## TASK INSTRUCTIONS:
Copy out word for word the lines of the items below, from the line containing "column above? Mark it with a dot." through the end of the items, both ends included. Leave the pictures out.

## GIVEN RECORDS:
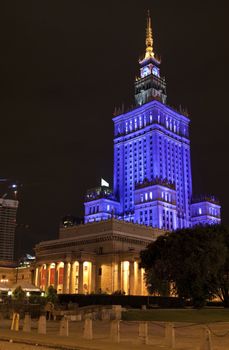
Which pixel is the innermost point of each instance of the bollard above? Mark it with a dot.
(87, 330)
(143, 333)
(42, 325)
(115, 331)
(170, 335)
(27, 323)
(206, 343)
(64, 327)
(15, 322)
(117, 312)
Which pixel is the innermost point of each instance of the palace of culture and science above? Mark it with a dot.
(152, 164)
(152, 194)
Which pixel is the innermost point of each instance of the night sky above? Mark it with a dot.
(65, 65)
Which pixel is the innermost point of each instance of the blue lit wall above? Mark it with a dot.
(152, 141)
(152, 166)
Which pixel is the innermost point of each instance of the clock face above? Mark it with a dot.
(145, 71)
(155, 71)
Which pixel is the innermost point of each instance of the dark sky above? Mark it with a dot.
(65, 65)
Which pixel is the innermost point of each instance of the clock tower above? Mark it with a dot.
(150, 85)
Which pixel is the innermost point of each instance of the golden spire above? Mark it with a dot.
(149, 38)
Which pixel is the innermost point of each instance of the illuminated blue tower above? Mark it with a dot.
(152, 165)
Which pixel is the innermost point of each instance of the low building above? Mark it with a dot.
(11, 275)
(95, 257)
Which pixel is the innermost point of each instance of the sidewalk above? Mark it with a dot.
(187, 338)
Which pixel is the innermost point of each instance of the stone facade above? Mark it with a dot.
(95, 257)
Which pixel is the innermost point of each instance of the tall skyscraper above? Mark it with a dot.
(152, 164)
(8, 212)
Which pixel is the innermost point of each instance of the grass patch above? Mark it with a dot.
(178, 315)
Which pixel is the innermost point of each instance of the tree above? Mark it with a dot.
(194, 261)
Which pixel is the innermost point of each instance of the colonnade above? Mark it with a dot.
(84, 277)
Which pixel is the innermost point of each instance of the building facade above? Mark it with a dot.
(152, 182)
(94, 258)
(152, 194)
(8, 212)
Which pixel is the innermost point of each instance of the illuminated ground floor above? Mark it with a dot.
(94, 258)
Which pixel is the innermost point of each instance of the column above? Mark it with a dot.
(131, 278)
(98, 278)
(56, 276)
(71, 278)
(38, 277)
(93, 277)
(47, 277)
(80, 277)
(65, 284)
(139, 279)
(119, 275)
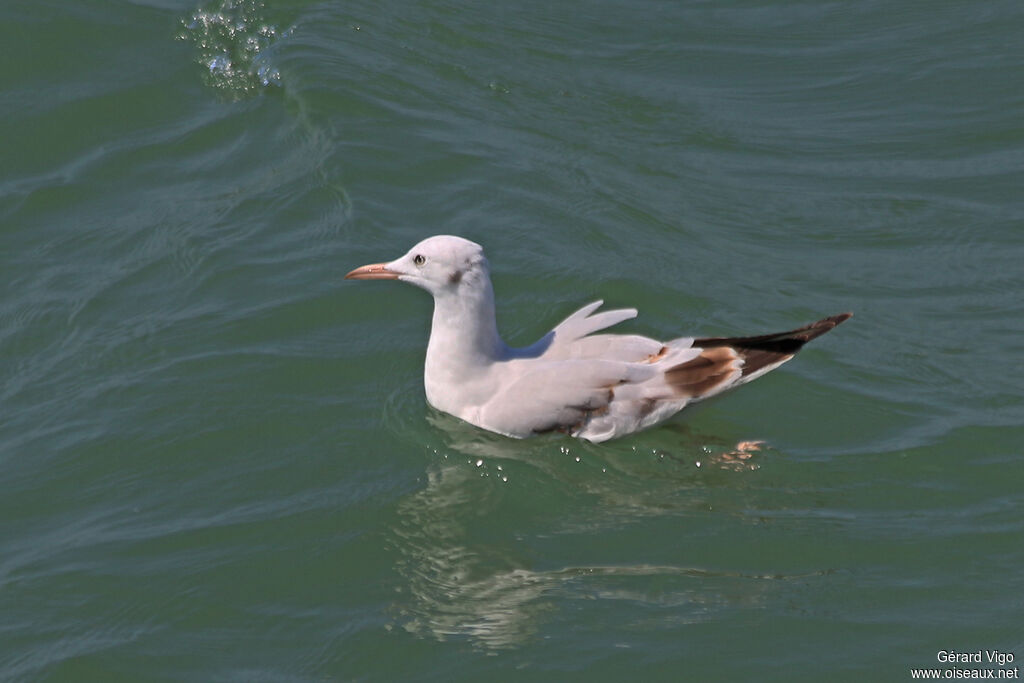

## WORKED SOLUTION:
Which pixel is the innermost point of each instance of the column above? Mark it with a dot.
(131, 278)
(98, 278)
(56, 276)
(71, 278)
(38, 277)
(93, 277)
(47, 277)
(80, 277)
(65, 284)
(139, 279)
(119, 275)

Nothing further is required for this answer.